## Short problem:
Which lines in the entries below contain the string "reed", with case counting? Extract each of those lines in full.

━━━ Data for this exercise

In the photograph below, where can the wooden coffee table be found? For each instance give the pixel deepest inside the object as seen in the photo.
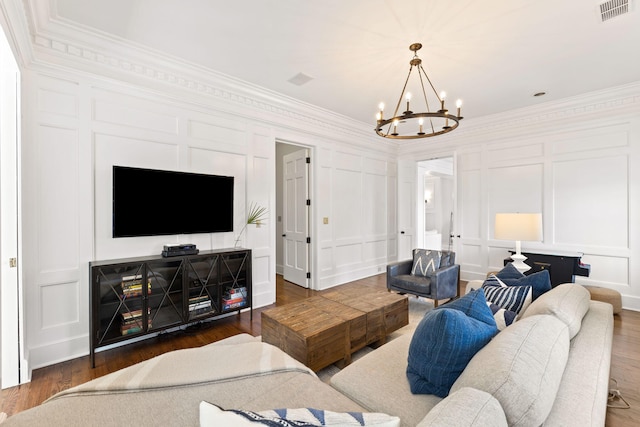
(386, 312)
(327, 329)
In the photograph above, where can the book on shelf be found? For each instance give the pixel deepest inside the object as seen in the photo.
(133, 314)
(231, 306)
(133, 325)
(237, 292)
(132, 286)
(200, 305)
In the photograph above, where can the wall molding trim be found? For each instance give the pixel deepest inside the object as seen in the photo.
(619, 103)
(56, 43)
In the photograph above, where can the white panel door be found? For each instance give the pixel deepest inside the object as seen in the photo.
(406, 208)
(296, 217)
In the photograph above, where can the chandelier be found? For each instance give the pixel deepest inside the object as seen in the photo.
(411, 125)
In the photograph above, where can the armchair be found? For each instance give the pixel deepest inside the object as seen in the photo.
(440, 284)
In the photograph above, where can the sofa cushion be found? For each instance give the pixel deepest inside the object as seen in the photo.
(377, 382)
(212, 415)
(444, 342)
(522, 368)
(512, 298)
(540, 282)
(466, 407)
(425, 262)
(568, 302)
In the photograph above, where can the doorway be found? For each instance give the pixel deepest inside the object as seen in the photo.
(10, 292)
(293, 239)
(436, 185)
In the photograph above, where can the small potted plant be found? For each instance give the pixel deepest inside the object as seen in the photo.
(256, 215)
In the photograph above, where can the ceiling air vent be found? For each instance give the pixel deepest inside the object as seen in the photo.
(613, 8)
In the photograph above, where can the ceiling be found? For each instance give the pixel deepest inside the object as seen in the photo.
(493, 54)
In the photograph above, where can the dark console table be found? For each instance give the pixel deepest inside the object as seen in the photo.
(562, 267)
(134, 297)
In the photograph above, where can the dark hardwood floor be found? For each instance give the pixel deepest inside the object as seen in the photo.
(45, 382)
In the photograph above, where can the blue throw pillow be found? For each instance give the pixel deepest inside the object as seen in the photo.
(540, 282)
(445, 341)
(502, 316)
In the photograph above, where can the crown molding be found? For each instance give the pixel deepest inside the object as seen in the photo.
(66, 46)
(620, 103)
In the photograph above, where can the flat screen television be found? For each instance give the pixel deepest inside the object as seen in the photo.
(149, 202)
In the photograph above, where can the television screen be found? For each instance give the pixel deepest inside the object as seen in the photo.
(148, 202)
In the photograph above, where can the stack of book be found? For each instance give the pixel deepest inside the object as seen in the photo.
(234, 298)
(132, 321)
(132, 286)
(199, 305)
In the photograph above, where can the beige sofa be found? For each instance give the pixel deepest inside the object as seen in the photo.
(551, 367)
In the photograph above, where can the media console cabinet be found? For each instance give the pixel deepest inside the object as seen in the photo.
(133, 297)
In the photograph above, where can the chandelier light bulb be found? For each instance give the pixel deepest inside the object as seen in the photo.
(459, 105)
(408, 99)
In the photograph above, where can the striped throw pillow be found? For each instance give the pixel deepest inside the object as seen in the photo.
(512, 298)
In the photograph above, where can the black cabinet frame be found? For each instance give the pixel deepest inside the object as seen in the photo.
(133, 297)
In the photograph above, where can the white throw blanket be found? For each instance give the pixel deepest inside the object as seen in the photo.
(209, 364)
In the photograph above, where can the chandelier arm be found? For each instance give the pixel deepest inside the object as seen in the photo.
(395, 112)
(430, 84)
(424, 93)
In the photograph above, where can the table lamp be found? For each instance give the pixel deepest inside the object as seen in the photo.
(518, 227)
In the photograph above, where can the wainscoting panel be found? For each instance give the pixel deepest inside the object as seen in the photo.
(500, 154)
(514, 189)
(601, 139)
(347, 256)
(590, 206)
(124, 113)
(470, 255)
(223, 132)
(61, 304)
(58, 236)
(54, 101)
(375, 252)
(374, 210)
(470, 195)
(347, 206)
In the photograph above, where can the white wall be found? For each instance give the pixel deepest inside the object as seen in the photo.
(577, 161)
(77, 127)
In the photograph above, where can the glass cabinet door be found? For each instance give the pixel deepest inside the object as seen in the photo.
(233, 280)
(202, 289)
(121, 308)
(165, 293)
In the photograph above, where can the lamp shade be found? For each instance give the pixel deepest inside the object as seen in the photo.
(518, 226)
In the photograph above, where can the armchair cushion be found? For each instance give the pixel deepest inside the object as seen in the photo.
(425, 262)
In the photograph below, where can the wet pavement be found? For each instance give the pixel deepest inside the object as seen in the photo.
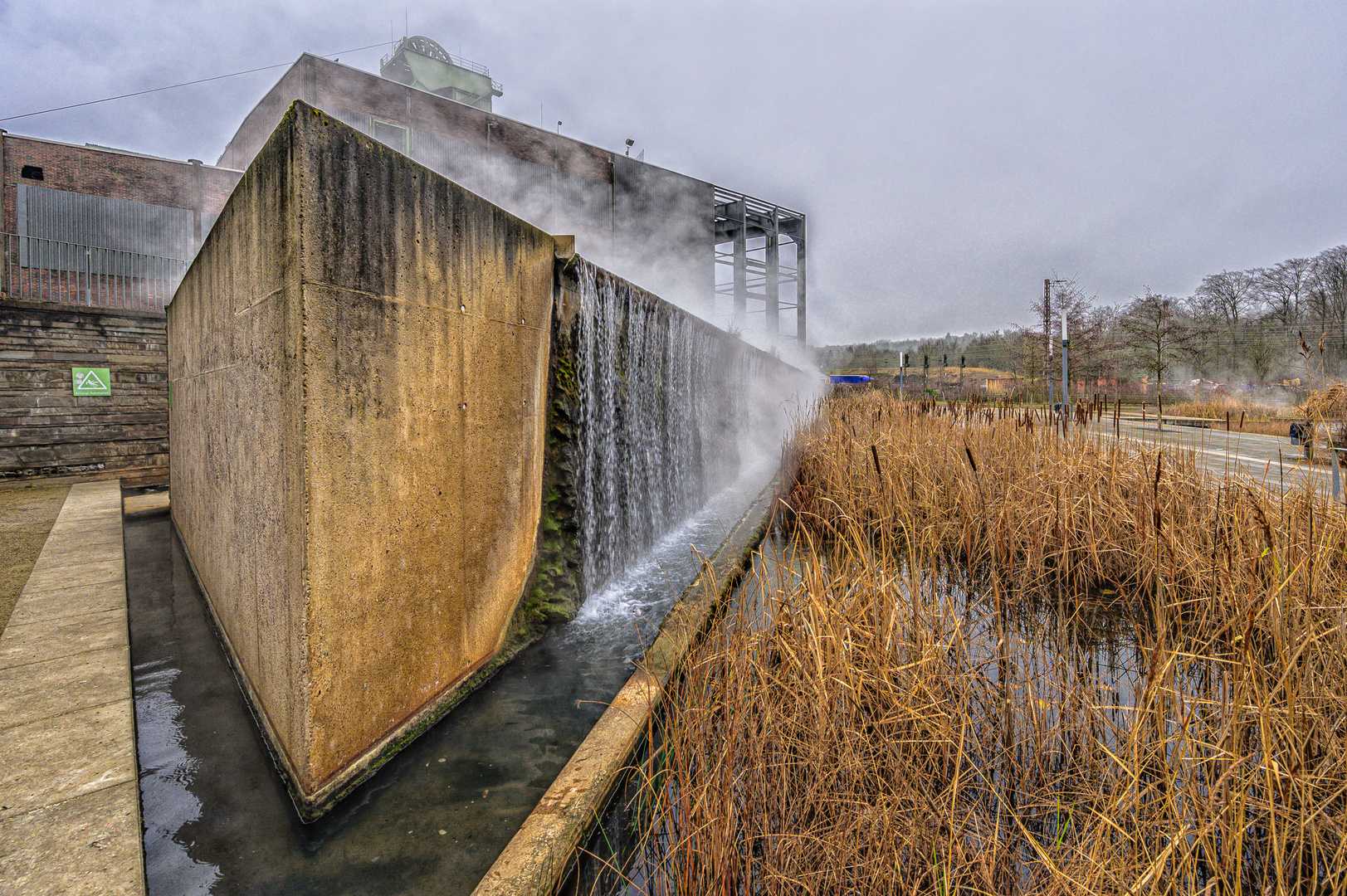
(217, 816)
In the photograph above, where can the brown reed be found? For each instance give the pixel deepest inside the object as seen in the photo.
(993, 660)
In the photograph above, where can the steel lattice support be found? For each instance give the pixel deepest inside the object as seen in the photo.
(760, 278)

━━━━━━
━━━ Data for this exercise

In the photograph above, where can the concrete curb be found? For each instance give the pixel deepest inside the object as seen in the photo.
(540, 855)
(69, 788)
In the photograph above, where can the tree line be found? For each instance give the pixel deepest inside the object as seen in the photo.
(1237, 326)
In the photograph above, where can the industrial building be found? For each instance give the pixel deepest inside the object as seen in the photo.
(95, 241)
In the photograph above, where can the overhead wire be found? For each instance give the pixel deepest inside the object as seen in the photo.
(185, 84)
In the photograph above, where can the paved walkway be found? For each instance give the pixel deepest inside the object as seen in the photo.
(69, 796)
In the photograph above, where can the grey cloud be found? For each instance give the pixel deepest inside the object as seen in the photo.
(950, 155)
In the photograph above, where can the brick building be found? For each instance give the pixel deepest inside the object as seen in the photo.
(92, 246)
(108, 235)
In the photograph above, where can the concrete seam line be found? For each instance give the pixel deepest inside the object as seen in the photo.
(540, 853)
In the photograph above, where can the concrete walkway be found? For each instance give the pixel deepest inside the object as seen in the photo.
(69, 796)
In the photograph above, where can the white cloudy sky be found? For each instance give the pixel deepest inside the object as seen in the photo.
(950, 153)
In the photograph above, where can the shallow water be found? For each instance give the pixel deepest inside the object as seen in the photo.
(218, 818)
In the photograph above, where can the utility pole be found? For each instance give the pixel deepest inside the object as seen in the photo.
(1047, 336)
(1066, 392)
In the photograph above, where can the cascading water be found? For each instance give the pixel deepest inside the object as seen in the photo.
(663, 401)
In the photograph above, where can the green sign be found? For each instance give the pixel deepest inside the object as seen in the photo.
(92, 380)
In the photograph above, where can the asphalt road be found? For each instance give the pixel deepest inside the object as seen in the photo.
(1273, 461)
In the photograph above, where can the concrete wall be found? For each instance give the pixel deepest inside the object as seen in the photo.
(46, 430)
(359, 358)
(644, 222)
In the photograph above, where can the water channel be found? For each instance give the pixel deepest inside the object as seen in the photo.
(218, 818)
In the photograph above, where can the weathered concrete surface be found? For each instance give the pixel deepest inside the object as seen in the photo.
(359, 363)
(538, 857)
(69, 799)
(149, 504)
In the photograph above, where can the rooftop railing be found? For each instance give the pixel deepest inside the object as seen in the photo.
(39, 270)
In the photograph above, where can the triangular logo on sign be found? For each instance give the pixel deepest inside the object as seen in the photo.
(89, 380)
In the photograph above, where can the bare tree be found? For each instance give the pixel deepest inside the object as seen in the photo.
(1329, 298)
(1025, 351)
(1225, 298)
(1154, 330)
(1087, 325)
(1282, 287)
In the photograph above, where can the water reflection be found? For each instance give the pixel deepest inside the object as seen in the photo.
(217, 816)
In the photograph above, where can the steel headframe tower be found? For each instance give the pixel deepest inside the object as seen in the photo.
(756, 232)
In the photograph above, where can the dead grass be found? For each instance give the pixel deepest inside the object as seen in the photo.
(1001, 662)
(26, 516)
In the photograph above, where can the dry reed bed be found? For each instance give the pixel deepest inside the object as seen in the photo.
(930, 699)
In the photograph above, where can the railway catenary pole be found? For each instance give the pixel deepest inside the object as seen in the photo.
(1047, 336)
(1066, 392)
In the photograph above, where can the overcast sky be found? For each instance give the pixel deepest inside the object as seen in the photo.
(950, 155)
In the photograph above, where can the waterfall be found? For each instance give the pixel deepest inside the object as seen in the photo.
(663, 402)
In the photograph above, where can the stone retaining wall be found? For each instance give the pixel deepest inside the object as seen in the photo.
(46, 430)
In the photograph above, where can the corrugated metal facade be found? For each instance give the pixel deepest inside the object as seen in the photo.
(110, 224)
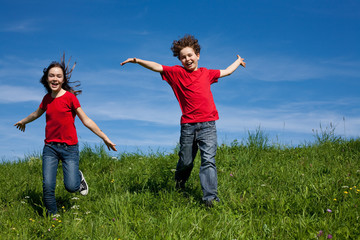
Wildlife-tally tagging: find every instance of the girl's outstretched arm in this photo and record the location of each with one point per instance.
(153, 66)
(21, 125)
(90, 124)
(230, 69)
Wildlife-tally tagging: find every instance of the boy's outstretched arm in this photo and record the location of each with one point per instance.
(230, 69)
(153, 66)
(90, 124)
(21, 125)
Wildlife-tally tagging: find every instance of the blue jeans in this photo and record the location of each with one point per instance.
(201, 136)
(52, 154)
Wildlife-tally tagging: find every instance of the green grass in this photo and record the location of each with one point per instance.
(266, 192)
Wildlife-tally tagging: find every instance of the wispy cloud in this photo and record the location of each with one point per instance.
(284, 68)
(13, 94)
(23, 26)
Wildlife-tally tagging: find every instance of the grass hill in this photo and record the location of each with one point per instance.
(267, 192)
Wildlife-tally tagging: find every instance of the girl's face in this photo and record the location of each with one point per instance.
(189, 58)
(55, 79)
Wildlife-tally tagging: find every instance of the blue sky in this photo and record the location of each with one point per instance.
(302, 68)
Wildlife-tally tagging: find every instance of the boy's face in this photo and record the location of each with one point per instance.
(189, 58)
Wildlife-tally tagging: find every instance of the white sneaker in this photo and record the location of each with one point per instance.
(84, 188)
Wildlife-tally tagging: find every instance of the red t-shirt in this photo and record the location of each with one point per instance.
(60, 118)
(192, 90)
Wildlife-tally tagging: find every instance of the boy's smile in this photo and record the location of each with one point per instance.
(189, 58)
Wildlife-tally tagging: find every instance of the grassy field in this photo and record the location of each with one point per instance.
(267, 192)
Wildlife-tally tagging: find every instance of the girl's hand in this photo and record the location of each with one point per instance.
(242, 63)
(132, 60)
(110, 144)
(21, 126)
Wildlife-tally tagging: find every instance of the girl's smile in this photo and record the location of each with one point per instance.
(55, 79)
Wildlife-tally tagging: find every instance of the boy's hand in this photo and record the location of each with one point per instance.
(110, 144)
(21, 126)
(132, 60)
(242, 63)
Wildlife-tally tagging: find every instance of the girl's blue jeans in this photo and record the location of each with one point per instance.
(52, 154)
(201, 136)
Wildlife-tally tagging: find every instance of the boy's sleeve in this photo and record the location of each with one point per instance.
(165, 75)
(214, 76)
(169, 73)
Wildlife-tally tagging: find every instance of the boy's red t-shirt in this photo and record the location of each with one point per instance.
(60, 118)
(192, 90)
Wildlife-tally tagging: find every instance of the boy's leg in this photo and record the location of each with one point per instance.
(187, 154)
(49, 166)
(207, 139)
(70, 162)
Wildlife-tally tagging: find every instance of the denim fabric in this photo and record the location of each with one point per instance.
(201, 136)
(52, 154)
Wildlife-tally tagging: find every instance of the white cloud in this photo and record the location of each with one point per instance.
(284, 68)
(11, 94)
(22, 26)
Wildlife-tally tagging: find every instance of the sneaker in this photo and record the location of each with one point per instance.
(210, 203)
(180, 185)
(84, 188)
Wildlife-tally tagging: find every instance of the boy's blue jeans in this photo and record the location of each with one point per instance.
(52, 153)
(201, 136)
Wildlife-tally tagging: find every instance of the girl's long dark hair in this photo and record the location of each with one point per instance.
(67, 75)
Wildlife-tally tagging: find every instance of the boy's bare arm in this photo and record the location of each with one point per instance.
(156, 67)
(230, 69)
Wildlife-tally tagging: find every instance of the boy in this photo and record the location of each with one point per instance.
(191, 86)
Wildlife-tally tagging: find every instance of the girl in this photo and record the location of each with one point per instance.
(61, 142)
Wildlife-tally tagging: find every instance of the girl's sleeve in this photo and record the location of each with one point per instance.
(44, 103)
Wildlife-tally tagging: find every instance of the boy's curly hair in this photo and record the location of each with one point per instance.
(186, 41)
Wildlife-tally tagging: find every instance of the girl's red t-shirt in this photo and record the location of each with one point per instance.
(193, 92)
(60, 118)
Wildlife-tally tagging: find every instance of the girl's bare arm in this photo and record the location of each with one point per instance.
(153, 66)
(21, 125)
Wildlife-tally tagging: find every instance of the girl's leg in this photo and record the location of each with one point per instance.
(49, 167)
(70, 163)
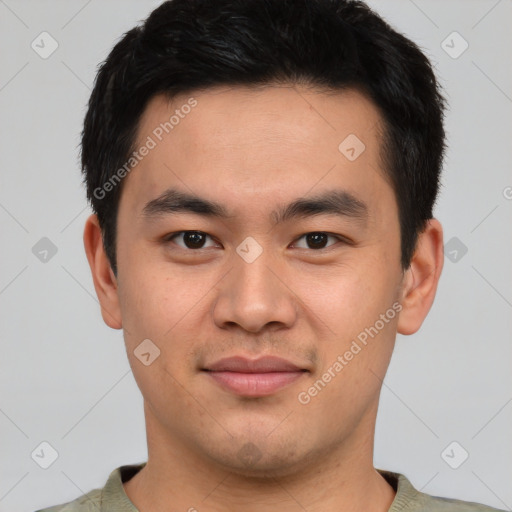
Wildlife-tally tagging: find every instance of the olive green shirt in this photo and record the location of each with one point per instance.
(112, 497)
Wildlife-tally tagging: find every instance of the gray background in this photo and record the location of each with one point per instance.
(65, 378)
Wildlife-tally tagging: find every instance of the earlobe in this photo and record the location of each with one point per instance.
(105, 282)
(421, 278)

━━━━━━

## Solution:
In the photograph above, where can the brown reed be found? For each instance give the pixel deepest inside the object as seen in the photo.
In the photograph above, where can the dry reed bed be found? For each instance give the pixel deepest inside the object as seen in the photo.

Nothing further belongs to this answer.